**Document excerpt**
Segment Open
UNITED STATES
                       SECURITIES AND EXCHANGE COMMISSION
                             WASHINGTON, D.C. 20549

                     -------------------------------------

                                    FORM 8-K
                                 CURRENT REPORT

                     PURSUANT TO SECTION 13 OR 15(D) OF THE
                         SECURITIES EXCHANGE ACT OF 1934

       DATE OF REPORT (DATE OF EARLIEST EVENT REPORTED): DECEMBER 8, 2004

                              CARDINAL HEALTH, INC.
             (Exact Name of Registrant as Specified in its Charter)

                                      OHIO
                 (State or Other Jurisdiction of Incorporation)

        1-11373                                        31-0958666
 (Commission File Number)                 (IRS Employer Identification Number)

                     7000 CARDINAL PLACE, DUBLIN, OHIO 43017
          (Address of Principal Executive Offices, Including Zip Code)
Segment Closed
Continue the Cardinal Health Form 8-K cover page, starting after its last line, the principal executive offices address.

**Given entries**
Segment Open
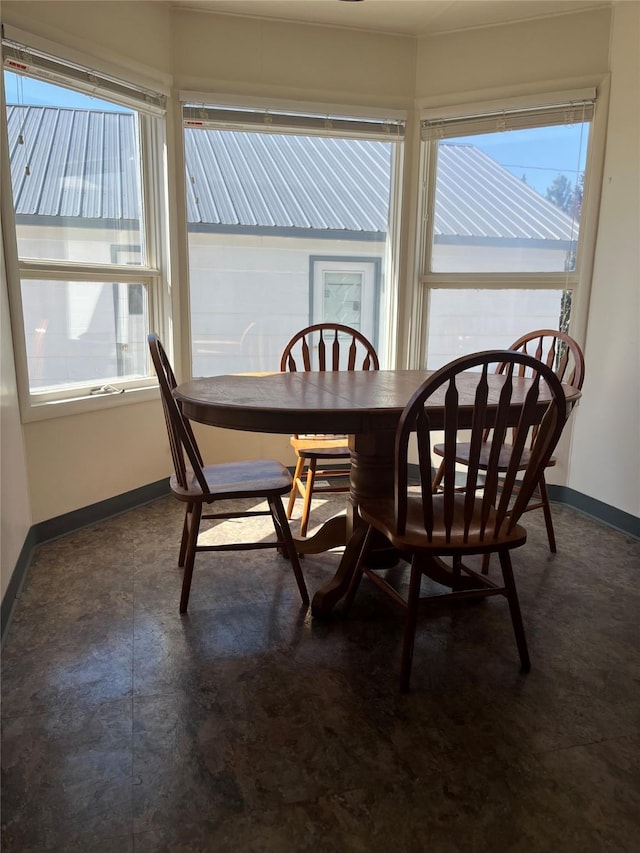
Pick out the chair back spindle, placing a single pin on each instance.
(494, 482)
(187, 460)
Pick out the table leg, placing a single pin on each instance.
(372, 476)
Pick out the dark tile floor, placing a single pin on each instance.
(249, 726)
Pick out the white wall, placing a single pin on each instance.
(97, 457)
(14, 491)
(605, 458)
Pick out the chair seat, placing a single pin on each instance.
(237, 480)
(463, 451)
(321, 446)
(381, 514)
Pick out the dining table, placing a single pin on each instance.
(364, 405)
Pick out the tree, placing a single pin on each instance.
(565, 196)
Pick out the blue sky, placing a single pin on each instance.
(538, 155)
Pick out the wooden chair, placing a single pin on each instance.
(425, 526)
(563, 354)
(323, 346)
(197, 484)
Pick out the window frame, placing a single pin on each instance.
(207, 110)
(149, 107)
(577, 281)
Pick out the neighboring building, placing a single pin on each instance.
(261, 208)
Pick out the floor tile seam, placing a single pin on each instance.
(67, 706)
(587, 743)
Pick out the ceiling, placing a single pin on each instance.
(403, 17)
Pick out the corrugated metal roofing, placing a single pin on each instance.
(82, 164)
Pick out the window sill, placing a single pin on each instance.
(34, 411)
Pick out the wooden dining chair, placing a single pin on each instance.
(561, 353)
(427, 526)
(197, 484)
(323, 346)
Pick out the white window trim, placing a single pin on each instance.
(36, 406)
(399, 120)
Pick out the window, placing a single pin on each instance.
(86, 211)
(288, 222)
(502, 204)
(347, 290)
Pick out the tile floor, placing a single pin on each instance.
(249, 726)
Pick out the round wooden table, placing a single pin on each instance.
(365, 405)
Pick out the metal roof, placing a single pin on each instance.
(82, 164)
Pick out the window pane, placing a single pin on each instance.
(84, 332)
(510, 201)
(343, 298)
(466, 321)
(284, 230)
(75, 171)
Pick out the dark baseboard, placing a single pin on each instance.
(605, 513)
(54, 528)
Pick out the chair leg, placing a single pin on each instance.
(284, 535)
(546, 508)
(185, 535)
(410, 625)
(514, 608)
(438, 478)
(365, 534)
(190, 555)
(308, 492)
(293, 494)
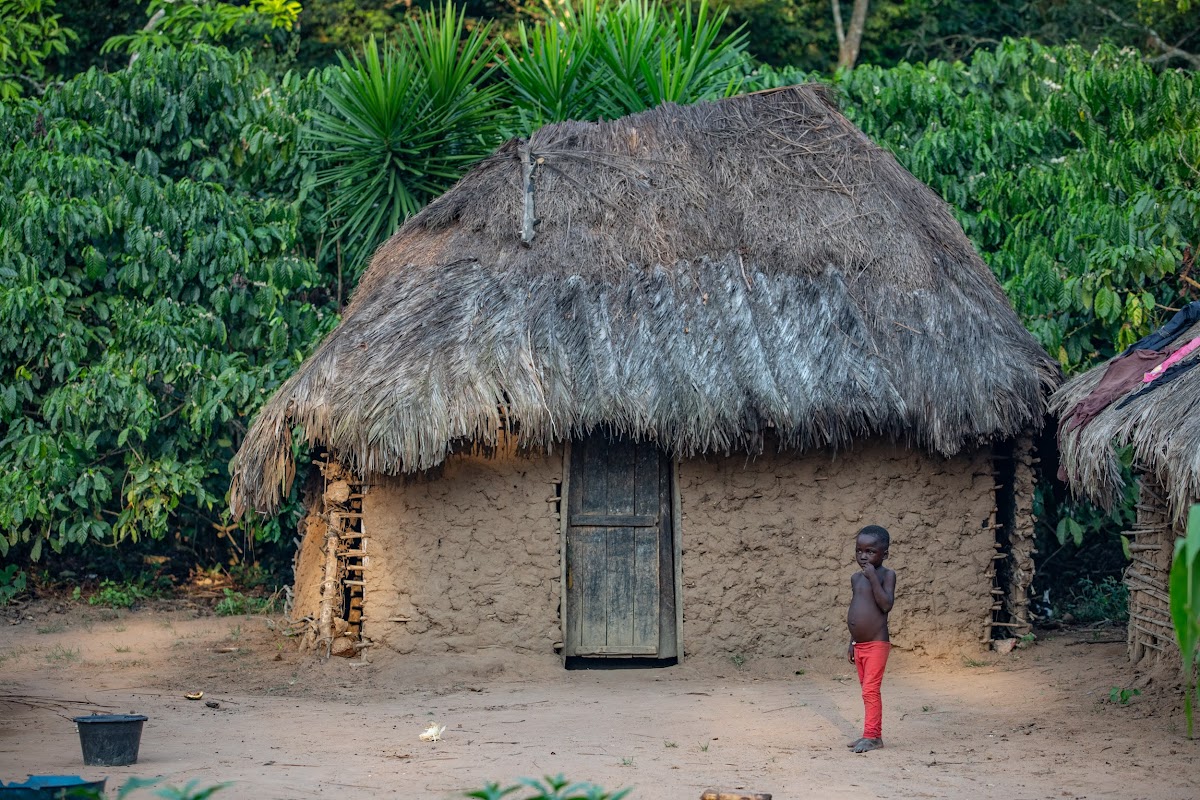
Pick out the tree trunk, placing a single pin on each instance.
(849, 42)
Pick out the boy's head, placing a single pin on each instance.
(871, 545)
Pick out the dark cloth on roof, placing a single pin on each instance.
(1170, 374)
(1170, 331)
(1123, 373)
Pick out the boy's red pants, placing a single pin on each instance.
(871, 657)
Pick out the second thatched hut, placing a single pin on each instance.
(630, 388)
(1146, 398)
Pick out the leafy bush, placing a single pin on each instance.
(29, 36)
(156, 284)
(1073, 172)
(1097, 601)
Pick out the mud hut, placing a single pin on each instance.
(1114, 407)
(629, 389)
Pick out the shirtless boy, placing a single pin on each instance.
(875, 589)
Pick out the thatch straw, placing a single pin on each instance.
(699, 275)
(1162, 426)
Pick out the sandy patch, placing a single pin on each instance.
(1037, 723)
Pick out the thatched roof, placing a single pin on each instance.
(1163, 427)
(699, 274)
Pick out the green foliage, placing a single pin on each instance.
(235, 603)
(1120, 696)
(1185, 606)
(12, 583)
(595, 59)
(113, 594)
(1073, 173)
(552, 788)
(1098, 601)
(190, 792)
(155, 287)
(178, 23)
(408, 118)
(29, 35)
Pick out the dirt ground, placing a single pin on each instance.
Segment Closed
**Answer section**
                                 (614) 757-5000
              (Registrant's Telephone Number, Including Area Code)


     Check the appropriate box below if the Form 8-K filing is intended to
simultaneously satisfy the filing obligation of the registrant under any of the
following provisions (see General Instruction A.2. below):

     [ ] Written communications pursuant to Rule 425 under the Securities Act
(17 CFR 230.425)

     [ ] Soliciting material pursuant to Rule 14a-12 under the Exchange Act (17
CFR 240.14a-12)

     [ ] Pre-commencement communications pursuant to Rule 14d-2(b) under the
Exchange Act (17 CFR 240.14d-2(b))

     [ ] Pre-commencement communications pursuant to Rule 13e-4(c) under the
Exchange Act (17 CFR 240.13e-4(c))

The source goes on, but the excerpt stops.